EXERCICES À TRAITER:
1: Selon le texte sur la sécurité alimentaire dans la région Centre du Cameroun, pourquoi la ville de Yaoundé pose-t-elle un grand défi pour l'alimentation et la nutrition ? Répondez en une à trois phrases.
2: Répondez aux questions suivantes à partir du texte sur la sécurité alimentaire dans la région Centre du Cameroun.
(a) Depuis quelle année la région du Centre est-elle considérée comme l'une des plus peuplées ?
(b) Quelle part de la population de la région se concentre dans le département qui abrite Yaoundé ?
(c) Qu'a permis la pratique liée aux insectes pour les familles rurales pauvres ?
3: Rédigez la suite du texte sur la sécurité alimentaire dans la région Centre du Cameroun, à partir de sa dernière phrase.

PASSAGE EXTRAIT:
--*--

Avec une population en forte croissance et une libéralisation contraignante pour les petits producteurs, la sécurité alimentaire et nutritionnelle des communautés de la région Centre du Cameroun est menacée. Dans cette région, sur le plan économique et alimentaire, les insectes constituent aujourd’hui une alternative. Pour les familles rurales pauvres, cette pratique a permis de renforcer les pratiques alimentaires et de générer des revenus supplémentaires. Tous les ingrédients d’une bonne pratiques dont la documentation et la mise à l’échelle pourrait contribuer à améliorer l’alimentation et les revenus des ruraux.

Depuis 2010, la région du Centre est considérée comme l’une des plus peuplées, avec plus de 60% de sa population concentrée dans le département administratif qui abrite la capitale politique Yaoundé. Avec un taux de croissance surfacique impressionnant, la ville de Yaoundé attire une population très hétérogène et nombreuse, ce qui constitue un grand défi pour l’alimentation et la nutrition, mais aussi un fort potentiel économique pour les campagnes proches.

De plus, avec la libéralisation prônée comme l’option radieuse d’amélioration de la performance macro-économique, les plus « oubliés » parmi les parties prenantes ont été sans doute les plus petits, les moins consultés et pourtant ceux la qui nourrissent le reste, c’est-à-dire les petits agriculteurs. Il suffit de suivre l’évolution du nombre d’abandon des plantations cacaoyères et le faible engouement observé pendant plus de 10 ans dans cette région du Cameroun.

--*--

EXTRAITS DE DONNÉES:
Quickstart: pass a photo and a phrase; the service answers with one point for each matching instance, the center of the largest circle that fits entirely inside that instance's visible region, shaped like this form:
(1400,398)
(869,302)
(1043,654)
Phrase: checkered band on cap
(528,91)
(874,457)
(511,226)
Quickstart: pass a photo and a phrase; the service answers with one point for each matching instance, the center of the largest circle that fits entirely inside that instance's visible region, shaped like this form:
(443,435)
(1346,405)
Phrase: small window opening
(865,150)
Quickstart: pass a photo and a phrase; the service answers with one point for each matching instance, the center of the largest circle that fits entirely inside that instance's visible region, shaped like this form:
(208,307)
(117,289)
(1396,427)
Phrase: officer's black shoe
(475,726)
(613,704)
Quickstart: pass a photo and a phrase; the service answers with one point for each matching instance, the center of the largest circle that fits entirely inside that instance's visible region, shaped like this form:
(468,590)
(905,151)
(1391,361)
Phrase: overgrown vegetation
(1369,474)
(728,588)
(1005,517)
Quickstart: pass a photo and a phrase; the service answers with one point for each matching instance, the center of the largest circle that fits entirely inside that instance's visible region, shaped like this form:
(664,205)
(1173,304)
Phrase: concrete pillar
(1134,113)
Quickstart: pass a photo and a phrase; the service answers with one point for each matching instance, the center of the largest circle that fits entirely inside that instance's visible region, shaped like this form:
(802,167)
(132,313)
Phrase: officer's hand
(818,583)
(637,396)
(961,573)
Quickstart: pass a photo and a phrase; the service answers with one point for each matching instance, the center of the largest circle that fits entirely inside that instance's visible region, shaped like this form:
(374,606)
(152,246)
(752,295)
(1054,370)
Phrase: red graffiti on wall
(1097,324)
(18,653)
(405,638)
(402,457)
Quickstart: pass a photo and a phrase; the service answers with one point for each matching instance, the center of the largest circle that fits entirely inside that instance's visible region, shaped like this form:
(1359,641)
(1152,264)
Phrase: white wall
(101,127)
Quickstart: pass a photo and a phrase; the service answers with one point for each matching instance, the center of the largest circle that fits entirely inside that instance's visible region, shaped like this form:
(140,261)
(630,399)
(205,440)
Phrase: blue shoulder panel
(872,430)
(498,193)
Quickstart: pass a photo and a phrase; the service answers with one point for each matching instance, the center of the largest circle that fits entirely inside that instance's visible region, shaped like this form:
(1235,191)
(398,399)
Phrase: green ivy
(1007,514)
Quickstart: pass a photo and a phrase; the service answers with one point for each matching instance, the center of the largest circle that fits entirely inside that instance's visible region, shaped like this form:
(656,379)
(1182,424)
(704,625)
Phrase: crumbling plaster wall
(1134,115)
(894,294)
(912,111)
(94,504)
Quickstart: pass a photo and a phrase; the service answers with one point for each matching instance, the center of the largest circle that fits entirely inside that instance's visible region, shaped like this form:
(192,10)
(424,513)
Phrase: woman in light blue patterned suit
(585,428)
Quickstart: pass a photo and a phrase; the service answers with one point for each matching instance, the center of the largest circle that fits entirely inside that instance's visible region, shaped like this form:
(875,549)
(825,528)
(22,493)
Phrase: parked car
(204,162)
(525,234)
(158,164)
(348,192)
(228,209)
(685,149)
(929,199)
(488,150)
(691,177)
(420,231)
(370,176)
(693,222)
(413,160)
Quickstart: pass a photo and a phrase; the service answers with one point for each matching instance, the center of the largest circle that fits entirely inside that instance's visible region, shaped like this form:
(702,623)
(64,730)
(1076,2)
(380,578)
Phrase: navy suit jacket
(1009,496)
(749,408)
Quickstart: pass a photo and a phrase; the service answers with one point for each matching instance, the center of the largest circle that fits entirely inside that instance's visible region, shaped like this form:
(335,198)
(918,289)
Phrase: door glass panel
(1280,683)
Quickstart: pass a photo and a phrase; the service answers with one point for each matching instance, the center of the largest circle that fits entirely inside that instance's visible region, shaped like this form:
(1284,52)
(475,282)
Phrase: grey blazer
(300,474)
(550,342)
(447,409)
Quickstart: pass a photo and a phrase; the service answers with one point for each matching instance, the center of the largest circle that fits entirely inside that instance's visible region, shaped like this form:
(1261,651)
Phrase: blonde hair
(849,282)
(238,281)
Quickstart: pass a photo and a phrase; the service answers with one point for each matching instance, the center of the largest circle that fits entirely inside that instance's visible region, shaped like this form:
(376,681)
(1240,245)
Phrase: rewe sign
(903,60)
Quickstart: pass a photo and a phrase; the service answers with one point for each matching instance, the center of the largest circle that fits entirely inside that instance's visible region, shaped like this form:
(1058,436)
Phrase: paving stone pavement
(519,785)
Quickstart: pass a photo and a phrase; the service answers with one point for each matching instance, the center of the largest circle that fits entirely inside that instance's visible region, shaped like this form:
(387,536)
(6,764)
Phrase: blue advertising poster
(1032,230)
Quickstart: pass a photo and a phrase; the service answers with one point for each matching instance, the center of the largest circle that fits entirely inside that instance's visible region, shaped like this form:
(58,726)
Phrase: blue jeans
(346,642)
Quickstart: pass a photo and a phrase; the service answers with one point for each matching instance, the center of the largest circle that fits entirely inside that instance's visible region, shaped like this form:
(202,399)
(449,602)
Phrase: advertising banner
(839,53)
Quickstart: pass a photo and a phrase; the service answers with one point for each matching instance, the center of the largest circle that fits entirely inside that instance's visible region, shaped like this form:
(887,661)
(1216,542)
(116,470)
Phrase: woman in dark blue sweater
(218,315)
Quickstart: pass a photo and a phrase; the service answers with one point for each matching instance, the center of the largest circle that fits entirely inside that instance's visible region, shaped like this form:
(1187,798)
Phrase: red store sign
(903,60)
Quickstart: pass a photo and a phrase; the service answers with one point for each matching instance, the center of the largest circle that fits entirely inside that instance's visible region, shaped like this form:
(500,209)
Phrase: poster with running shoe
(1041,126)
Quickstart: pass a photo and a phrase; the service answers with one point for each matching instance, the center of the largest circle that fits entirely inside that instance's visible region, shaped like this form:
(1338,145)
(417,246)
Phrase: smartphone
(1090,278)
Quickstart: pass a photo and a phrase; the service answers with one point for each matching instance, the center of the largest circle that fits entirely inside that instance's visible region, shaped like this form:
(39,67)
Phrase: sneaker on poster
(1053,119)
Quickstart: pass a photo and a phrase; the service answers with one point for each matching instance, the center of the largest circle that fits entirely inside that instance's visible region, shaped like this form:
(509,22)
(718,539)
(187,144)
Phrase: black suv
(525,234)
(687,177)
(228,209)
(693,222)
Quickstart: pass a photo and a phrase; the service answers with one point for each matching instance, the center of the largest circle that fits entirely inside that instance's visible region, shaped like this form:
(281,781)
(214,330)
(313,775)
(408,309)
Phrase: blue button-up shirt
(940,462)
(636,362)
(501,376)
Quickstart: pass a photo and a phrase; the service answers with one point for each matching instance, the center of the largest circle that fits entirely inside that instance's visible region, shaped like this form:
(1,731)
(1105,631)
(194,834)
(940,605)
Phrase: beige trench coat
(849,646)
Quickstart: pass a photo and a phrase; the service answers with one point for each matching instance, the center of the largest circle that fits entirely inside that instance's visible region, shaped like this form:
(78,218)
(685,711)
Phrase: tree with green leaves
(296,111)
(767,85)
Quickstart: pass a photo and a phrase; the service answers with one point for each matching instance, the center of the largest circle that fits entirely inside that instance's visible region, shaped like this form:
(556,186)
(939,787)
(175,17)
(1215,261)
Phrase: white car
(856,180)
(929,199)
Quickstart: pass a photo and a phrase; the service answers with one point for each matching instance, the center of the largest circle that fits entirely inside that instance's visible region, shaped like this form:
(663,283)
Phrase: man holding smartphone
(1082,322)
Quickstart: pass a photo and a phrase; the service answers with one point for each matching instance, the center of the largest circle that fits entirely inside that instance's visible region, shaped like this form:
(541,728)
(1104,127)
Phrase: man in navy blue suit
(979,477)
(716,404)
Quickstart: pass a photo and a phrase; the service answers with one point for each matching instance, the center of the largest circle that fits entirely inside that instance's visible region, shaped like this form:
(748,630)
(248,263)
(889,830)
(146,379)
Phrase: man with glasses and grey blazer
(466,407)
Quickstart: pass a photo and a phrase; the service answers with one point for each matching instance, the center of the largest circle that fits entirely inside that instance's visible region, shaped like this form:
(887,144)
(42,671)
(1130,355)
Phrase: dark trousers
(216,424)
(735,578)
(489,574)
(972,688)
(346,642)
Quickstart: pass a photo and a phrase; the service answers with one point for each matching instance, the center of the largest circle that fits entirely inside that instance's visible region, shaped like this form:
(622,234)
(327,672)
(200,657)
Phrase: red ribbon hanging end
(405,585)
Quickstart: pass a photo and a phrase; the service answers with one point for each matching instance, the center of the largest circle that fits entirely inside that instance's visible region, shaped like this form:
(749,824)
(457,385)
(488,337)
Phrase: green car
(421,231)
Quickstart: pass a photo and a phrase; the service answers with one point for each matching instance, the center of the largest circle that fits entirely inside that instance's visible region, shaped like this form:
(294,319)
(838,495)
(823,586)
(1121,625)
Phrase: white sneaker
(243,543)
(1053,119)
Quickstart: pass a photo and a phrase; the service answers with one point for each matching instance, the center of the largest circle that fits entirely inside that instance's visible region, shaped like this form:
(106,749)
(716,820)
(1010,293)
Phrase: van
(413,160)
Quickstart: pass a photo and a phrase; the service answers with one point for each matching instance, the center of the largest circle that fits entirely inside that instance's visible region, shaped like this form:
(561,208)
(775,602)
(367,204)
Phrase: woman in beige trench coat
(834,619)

--*--

RÉPONSES AUX EXERCICES:
1: La ville de Yaoundé attire une population très hétérogène et nombreuse, ce qui constitue un grand défi pour l'alimentation et la nutrition.

2:
(a) Depuis 2010.
(b) Plus de 60 %.
(c) Elle a permis de renforcer les pratiques alimentaires et de générer des revenus supplémentaires.

3:
Face à ces enjeux, il devient nécessaire pour les communautés de trouver des alternatives alimentaires pour diversifier les sources de nourriture. C’est ainsi que les communautés paysannes de la région centre du Cameroun ont opté pour l’entomophagie (consommation d’insectes). comme solution pour faire face aux défis alimentaires et nutritionnels.

Vantées dans les années quatre vingt par un humoriste de renom originaire de la région du Centre, les chenilles de Ngomedzap n’ont retenu que trop tardivement l’attention des medias et surtout du monde scientifique. En effet, il aurait paru avoir manquée le coach de la « civilisation » que de manger des insectes sauvages devant l’occidentalisation ambiante, y compris des habitudes alimentaires. Faisant fi de ce regard réprobateur, des communautés entières ont maintenu des stratégies de diversification des sources alimentaires par exploitation des ressources alternatives. Plus précisément le rôle des insectes comestibles dans la ration alimentaire des couches rurales pauvres et de plus en plus dans celles des couches aisées et urbaines tend à être reconnu dans le pays.

Les expériences en matière d’exploitation de ces ressources alternatives saisonnières sont peu documentées, pourtant elles recèlent des riches informations relatives aux stratégies des familles rurales pour mieux se nourrir. Plusieurs espèces d’insectes sont consommées dans la région du Centre. Parmi les espèces plus fréquemment mentionnées, il est ressorti les groupes suivants : les hannetons (plus les larves), les chenilles (notamment les processionnaires), les sauterelles appelées localement criquets verts, les criquets puants, les termites et les fourmis. Mais les proportions de consommation ne sont pas les mêmes comme nous le montre la figure suivante :

Les espèces d’insectes consommés dans la région du Centre Cameroun

En général, dans tous les départements du Centre, l’on rencontre au moins un consommateur d’insectes. Les insectes sont une ressource alimentaire grandement utilisée par presque toutes les communautés dans le Centre, certaines étant relativement plus consommatrices que d’autres.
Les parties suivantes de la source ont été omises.